=== Begin Enclosure ===

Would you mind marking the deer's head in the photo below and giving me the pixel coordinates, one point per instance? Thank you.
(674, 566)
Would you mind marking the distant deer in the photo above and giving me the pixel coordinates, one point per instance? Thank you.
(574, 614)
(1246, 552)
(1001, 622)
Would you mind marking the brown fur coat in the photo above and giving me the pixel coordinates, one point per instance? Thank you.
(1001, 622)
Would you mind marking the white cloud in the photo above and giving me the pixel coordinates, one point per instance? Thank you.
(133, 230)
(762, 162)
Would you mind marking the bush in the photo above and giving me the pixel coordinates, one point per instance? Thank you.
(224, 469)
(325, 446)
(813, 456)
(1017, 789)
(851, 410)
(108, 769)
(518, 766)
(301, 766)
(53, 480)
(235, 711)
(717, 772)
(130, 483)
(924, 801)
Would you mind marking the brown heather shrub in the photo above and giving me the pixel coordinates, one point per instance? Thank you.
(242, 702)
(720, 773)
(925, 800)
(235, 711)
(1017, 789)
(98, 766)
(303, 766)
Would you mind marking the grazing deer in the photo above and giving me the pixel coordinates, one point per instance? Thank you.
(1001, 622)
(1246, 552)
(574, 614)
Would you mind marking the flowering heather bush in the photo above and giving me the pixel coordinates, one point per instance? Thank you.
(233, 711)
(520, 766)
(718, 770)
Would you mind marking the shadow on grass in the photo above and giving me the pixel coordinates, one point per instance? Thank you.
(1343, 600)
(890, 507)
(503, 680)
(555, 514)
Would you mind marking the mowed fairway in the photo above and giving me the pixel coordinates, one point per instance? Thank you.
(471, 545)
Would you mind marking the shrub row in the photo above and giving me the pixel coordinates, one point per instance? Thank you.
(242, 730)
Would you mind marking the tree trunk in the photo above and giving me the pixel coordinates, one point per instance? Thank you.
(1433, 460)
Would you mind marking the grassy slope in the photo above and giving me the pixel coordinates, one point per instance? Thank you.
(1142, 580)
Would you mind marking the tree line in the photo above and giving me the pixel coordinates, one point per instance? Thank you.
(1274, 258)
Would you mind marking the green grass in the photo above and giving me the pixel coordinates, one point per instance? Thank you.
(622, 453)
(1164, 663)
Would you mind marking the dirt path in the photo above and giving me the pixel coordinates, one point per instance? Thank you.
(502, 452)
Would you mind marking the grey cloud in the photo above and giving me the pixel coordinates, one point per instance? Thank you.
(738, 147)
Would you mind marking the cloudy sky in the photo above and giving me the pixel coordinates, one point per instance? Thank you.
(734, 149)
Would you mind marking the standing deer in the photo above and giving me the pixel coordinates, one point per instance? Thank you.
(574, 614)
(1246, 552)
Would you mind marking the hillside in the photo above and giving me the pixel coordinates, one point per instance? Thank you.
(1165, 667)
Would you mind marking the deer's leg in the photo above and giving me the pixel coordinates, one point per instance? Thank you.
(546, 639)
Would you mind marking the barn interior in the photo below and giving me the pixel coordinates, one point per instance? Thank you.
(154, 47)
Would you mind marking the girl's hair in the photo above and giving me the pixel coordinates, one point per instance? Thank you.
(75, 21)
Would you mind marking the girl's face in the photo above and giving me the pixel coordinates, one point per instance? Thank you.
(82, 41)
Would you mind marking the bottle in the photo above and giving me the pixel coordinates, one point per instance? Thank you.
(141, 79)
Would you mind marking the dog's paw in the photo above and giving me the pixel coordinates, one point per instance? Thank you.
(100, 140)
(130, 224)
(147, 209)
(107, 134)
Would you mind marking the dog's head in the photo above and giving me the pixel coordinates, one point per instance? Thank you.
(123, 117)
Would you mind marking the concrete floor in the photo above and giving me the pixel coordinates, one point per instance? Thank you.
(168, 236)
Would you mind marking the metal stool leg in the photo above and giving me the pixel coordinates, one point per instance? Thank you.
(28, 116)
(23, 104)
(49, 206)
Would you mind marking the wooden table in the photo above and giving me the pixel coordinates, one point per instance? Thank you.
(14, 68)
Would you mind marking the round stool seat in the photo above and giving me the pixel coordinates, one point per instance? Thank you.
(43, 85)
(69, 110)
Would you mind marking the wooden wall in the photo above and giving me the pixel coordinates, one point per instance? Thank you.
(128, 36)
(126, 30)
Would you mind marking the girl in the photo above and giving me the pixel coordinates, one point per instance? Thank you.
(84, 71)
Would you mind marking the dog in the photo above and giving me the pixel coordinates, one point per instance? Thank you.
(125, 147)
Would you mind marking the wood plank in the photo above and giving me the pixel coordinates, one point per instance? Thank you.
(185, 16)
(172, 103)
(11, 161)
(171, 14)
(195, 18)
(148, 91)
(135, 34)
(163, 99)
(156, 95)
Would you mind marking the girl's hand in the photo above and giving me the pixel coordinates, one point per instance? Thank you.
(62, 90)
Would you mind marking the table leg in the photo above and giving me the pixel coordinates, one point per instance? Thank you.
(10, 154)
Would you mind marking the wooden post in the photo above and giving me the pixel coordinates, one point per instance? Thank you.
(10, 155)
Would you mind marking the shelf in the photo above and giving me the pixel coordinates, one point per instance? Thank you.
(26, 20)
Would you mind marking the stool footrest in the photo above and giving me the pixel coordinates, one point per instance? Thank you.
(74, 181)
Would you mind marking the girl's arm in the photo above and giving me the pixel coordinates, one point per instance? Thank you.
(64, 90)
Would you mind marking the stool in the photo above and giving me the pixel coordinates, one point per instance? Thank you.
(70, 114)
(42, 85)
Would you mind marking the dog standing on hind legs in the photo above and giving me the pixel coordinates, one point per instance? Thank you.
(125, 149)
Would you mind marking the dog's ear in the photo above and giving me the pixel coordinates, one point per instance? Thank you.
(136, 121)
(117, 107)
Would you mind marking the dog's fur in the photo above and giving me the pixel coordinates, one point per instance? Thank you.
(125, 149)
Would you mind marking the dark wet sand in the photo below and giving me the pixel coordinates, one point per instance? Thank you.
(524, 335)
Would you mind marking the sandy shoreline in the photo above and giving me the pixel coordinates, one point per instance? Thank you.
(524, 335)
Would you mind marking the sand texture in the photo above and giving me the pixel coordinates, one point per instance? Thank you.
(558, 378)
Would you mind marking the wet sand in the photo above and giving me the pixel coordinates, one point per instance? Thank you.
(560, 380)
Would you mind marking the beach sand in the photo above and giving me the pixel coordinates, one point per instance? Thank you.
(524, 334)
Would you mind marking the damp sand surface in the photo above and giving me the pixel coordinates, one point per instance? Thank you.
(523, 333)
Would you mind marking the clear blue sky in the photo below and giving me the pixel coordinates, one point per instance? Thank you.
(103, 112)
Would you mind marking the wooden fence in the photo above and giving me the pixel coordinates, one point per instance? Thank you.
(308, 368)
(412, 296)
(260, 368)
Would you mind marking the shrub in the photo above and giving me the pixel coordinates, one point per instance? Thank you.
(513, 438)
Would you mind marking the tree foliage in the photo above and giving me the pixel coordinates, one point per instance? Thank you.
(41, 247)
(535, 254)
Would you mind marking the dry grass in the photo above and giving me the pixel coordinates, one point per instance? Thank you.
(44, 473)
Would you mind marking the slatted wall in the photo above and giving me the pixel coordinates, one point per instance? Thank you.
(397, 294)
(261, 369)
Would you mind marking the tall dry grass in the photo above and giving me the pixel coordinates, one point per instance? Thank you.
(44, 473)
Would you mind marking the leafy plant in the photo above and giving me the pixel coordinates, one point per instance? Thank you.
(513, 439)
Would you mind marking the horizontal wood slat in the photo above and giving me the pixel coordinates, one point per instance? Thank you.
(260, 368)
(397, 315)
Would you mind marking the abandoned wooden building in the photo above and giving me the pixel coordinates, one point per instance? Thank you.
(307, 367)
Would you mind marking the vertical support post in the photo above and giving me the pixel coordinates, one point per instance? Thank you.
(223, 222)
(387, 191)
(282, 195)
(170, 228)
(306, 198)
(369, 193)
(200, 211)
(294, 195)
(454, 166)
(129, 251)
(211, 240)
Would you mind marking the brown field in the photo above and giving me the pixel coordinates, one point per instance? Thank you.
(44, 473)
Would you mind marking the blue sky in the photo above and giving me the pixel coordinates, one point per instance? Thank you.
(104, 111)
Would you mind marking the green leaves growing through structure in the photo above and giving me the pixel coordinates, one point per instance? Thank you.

=== End Enclosure ===

[Required action] Starting from the line that contains "Would you mind marking the abandoned", transcribe each line to the end of the records above. Please add nothing.

[Solution]
Would you mind marking the abandoned wooden building in the photo above and giving me the pixel coordinates, one point per instance? Thank you.
(307, 367)
Would you mind marking the vertical support post in the photo above and giving me the pixel coordinates, one point per instance? Thank you.
(223, 222)
(387, 191)
(282, 195)
(170, 228)
(306, 198)
(369, 193)
(200, 211)
(294, 195)
(454, 166)
(129, 251)
(211, 240)
Would you mind marking the brown field in the photo above and giving me the pixel coordinates, one point per instance? Thank you.
(44, 473)
Would you mind marking the blue sky in the photo above and giving me the pixel coordinates, one point per instance? Thank you.
(104, 111)
Would you mind marking the green leaves growing through structure in the photo above and giving me the pixel coordinates, one point per instance? Thank you.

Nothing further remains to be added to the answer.